Exercise requirements
• a. List every term defined in the glossary of adoption terms, in the order they appear.
• b. Continue the glossary of adoption terms with further entries after its final definition.

Text provided
- - - - - - -

Glossary of Adoption Terms
When embarking on the adoption process, it may help to understand the terminology that is used. The following list includes definitions for many of the commonly used adoption words and phrases.
Adoption. A legally recognized process that creates a parent-child relationship between individuals who are not biologically related to each other.
Adoption agency. An agency licensed in the state in which it operates that prepares adoptive parents, counsels birth parents, performs home studies, completes paperwork, places children in homes, and performs other adoption-related functions.
Adoption agreement. The agreement in which the adoptive parent(s) and birth parent(s) set forth their understanding as to the degree of communication and contact they will have.
Adoption plan. The birth parents’ decision to allow their biological child to be adopted into and grow up in an adoptive family.
Adoption attorney. A lawyer experienced in working with birth parents and adoptive parents to match them, counsel them, prepare all necessary legal documents, represent them in court, and perform other adoption-related functions.
Adoption triangle or adoption triad. An expression for the three-sided inter-relationships among adoptees, their birth parents, and their adoptive parents.
Adoptive parent. The mother or father of an adopted child.
Apostille. A certification from the Secretary of State’s office verifying the authenticity of a document’s notarization.

- - - - - - -

Given data
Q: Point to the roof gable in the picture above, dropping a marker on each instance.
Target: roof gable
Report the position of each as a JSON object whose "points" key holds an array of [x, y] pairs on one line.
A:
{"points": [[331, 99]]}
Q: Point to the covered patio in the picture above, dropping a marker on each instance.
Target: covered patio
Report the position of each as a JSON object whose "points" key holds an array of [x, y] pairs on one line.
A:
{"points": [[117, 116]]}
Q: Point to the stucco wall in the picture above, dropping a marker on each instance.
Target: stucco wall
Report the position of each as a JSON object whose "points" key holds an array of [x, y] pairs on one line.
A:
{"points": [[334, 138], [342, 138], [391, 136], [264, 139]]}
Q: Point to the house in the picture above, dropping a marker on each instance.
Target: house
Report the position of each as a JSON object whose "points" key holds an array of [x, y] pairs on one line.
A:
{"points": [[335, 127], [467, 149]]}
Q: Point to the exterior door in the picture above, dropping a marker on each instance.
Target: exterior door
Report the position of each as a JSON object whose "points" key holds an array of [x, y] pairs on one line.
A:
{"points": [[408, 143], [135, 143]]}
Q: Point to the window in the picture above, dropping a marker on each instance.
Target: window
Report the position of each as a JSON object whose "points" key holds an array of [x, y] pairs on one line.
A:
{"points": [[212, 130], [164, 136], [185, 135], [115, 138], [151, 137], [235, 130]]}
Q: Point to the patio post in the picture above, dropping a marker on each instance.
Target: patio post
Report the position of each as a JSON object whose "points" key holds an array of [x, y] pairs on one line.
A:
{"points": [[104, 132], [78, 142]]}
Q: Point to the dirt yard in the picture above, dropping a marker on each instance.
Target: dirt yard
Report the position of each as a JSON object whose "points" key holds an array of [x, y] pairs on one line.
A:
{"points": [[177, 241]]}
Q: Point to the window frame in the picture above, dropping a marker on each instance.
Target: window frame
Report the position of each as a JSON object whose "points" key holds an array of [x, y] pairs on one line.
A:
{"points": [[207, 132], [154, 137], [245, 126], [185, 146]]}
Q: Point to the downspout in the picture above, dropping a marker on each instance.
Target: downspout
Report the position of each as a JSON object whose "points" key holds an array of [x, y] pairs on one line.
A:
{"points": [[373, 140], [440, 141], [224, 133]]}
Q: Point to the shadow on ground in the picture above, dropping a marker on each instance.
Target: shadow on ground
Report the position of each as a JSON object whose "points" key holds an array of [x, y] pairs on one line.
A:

- - - - - - -

Answers by item
• a.
Adoption
Adoption agency
Adoption agreement
Adoption plan
Adoption attorney
Adoption triangle or adoption triad
Adoptive parent
Apostille

• b.
At-risk placement. The placement of a child into the prospective adoptive family before the birth parents’ rights have been legally extinguished.
Birth parent. A mother or father who is genetically related to the child.
Certified copy. A copy of an official document, like a birth certificate, marriage certificate, or divorce decree, that has been certified by an official to be authentic and bears an original seal or embossed design.
Confidential adoption or closed adoption. An adoption in which the birth parent(s) and the adoptive parent(s) do not meet, exchange identifying information, or maintain contact with each other.
Designated adoption or identified adoption. An adoption in which the birth parent(s) choose(s) the adoptive parent(s) for the child.
Domestic adoption. The adoption of a child born in the United States.
Dossier. A collection of required documents that is sent to a foreign country in order to process the adoption in that country’s legal system.
Facilitator. A person, such as a lawyer, or an organization that arranges domestic and/or international adoptions.
Finalization. The legal process by which the adoption becomes permanent and binding.
Hague Convention on Intercountry Adoption. A multinational agreement designed to promote the uniformity and efficiency of international adoptions. The United States is moving toward ratifying the Convention.
Home study. A study of the prospective adoptive family and their home, life experiences, health, lifestyle, extended family, attitudes, support system, values, beliefs, and other factors relating to the prospective adoption, all of which is summarized in an adoption study or home study report.
Immigration and Naturalization Service (INS). An agency of the federal government that approves an adopted child’s immigration into the United States and grants U.S. citizenship to children adopted from other countries.
Independent adoption. An adoption arranged privately, without an adoption agency, between the birth family and the adoptive family, often with the assistance of a lawyer.
Intercountry or international adoption. The adoption of a child from a country outside of the United States.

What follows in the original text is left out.